SET PROBLEM — Please go through the rows below and pick out each one that contains the word "flame". Copy those rows word for word.

DATA LINES —
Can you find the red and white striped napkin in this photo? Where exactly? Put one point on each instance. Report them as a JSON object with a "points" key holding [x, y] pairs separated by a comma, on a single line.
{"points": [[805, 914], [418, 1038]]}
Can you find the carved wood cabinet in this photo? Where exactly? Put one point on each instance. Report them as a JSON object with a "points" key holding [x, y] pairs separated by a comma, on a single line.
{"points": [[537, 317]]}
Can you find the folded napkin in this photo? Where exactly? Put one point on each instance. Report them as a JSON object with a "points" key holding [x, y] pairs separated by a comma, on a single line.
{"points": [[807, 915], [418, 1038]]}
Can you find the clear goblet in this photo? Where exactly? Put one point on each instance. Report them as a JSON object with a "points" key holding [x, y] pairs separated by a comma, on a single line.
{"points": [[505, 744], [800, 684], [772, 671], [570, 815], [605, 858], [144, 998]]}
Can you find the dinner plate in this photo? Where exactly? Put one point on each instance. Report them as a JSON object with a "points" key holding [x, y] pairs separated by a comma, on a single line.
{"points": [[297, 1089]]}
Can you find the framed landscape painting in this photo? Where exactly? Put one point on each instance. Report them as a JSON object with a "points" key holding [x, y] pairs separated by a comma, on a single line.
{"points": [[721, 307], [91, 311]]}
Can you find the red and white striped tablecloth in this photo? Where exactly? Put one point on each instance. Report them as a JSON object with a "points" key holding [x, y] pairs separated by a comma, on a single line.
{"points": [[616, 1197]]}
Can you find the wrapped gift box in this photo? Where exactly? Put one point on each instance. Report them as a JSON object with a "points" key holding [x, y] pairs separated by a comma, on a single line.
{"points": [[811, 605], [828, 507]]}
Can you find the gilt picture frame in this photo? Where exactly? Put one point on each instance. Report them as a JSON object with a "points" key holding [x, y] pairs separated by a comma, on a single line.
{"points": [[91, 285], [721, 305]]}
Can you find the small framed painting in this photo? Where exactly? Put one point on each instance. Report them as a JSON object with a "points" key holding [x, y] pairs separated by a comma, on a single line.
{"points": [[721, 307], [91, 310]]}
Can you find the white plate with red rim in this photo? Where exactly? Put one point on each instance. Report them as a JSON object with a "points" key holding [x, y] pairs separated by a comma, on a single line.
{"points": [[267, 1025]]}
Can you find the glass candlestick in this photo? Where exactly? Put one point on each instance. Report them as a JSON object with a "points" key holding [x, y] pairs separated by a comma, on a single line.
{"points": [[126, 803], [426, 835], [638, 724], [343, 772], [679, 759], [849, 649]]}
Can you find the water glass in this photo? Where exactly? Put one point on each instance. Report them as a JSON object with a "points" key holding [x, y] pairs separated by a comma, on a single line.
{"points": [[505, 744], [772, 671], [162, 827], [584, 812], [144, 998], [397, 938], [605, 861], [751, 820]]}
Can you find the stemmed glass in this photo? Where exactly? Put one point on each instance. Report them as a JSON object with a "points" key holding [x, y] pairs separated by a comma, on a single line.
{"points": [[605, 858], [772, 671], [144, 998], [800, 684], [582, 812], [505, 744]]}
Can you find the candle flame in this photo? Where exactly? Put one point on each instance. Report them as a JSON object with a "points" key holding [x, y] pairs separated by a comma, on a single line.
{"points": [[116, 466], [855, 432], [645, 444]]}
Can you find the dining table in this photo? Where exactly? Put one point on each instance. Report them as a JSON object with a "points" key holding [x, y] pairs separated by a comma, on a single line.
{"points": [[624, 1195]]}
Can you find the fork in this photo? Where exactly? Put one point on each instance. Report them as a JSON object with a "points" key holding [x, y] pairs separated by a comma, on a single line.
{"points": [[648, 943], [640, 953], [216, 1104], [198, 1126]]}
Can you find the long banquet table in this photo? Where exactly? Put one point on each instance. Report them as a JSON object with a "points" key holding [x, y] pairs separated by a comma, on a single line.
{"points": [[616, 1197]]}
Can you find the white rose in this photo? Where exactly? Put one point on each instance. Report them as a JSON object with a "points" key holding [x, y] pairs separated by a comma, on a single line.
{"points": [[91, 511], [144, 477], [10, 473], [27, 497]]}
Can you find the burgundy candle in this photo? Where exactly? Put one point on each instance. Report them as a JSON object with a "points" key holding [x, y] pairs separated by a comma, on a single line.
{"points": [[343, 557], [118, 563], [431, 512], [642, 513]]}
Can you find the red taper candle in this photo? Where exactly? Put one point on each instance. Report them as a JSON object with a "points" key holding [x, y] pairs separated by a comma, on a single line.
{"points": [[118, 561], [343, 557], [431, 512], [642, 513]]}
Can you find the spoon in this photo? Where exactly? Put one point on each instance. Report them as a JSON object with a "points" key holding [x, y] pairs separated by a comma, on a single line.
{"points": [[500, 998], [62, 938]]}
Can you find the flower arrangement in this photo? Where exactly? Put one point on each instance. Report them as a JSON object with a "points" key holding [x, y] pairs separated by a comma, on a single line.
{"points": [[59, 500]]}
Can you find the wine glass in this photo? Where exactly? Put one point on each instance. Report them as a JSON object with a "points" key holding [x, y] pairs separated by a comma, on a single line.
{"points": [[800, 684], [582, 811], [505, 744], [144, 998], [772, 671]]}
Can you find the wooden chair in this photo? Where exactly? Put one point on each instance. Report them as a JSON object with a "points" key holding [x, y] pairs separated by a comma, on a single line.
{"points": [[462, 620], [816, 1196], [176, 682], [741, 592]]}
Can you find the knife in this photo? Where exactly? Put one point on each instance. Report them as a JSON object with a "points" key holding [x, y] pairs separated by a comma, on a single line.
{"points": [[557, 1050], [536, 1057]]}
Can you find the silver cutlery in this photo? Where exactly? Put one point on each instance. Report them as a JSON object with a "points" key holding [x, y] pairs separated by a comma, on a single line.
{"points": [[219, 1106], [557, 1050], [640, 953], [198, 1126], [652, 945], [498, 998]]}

==

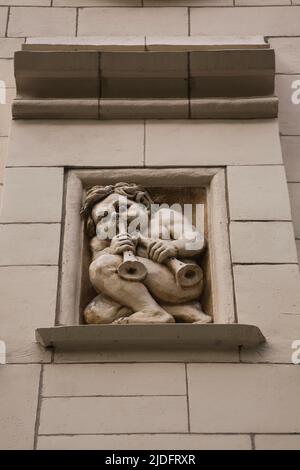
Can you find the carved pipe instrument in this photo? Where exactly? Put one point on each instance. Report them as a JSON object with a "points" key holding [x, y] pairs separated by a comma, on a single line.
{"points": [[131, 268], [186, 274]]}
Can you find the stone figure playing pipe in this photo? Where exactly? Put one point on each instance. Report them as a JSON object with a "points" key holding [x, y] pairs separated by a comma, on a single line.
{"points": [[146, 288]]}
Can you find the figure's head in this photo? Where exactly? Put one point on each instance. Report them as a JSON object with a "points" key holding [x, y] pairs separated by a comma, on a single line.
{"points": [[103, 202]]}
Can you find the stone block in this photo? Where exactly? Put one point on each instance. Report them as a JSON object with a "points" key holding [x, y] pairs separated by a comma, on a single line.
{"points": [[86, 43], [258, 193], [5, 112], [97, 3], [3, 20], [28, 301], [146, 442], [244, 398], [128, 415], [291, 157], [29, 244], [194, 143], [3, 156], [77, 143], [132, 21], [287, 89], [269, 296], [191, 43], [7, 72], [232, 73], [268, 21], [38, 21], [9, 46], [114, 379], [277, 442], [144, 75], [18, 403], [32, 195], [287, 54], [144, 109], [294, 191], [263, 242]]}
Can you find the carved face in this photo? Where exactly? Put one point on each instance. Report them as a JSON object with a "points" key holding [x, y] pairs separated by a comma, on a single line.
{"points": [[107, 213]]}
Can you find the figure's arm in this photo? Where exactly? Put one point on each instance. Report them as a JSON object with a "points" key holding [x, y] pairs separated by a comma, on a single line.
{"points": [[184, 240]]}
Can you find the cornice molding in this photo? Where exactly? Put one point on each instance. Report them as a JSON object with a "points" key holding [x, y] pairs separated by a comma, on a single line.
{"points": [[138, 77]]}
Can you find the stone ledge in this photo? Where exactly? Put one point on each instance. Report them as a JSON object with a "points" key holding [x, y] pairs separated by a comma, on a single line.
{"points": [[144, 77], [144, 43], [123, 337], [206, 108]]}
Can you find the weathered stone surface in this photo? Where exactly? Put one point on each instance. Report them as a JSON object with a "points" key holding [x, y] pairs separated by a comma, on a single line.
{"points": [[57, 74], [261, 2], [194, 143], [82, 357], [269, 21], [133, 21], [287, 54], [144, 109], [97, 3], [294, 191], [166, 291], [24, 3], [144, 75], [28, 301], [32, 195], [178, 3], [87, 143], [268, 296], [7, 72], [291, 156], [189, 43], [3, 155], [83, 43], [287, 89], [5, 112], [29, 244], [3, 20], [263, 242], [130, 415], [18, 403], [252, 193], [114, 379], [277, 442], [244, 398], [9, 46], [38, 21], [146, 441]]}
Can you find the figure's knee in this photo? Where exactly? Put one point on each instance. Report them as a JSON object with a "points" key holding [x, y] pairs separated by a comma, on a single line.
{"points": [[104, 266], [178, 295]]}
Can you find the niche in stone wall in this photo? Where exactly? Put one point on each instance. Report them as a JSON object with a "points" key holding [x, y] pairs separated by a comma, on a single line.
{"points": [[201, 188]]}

...

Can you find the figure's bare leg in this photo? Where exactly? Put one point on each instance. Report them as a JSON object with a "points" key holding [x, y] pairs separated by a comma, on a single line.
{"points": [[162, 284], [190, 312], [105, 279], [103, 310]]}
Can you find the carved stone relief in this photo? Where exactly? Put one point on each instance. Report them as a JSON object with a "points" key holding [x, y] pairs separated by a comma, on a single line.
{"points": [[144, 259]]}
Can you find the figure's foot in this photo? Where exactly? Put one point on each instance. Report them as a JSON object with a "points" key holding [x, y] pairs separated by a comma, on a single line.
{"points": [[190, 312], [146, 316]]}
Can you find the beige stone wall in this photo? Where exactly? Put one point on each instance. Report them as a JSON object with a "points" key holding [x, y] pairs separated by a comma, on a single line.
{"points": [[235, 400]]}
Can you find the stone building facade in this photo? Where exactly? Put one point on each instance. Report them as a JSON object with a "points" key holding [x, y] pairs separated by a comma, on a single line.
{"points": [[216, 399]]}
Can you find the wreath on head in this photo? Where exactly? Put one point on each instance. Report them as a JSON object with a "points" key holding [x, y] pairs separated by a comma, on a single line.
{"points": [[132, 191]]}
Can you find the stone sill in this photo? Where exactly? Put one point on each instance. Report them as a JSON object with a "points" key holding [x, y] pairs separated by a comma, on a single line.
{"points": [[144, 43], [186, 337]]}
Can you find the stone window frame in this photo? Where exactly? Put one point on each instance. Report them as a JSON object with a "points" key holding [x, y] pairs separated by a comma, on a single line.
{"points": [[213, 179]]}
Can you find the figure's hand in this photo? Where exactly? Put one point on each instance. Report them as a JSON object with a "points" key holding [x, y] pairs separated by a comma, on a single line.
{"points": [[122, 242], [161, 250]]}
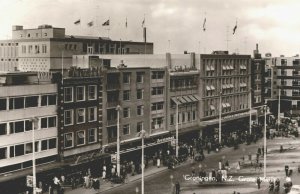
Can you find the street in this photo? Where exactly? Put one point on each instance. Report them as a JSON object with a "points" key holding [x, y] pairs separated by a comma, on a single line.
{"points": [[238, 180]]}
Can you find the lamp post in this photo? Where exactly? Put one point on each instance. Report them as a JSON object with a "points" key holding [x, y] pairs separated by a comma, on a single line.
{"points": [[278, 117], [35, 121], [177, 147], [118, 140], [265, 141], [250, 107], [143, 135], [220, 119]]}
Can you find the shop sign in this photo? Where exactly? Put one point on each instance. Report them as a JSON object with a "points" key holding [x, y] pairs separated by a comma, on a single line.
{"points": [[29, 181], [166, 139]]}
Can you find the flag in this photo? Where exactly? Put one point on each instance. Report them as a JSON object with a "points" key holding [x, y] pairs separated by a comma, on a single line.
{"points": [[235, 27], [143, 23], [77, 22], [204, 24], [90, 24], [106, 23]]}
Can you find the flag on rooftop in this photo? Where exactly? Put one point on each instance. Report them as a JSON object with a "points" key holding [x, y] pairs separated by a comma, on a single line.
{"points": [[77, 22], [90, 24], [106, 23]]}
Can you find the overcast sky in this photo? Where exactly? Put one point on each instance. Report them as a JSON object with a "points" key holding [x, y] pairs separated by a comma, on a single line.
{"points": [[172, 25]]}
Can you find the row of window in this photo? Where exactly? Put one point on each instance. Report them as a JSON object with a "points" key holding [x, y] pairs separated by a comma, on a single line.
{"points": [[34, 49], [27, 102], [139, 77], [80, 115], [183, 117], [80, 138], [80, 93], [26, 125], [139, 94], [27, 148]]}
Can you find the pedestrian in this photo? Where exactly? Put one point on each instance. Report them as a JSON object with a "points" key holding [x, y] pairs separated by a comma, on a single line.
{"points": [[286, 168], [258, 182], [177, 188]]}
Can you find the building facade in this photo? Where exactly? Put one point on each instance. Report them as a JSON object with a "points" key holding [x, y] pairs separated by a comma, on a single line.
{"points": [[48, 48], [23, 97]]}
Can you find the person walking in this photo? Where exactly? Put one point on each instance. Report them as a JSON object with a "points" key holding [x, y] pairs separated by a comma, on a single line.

OUTPUT OF THE EXERCISE —
Can you find the candle flame in this photo? Where exactly? Put one point on each instance. Report them as a JSON object with a "points" key holding [x, y] pairs separated by a comma, on a single line.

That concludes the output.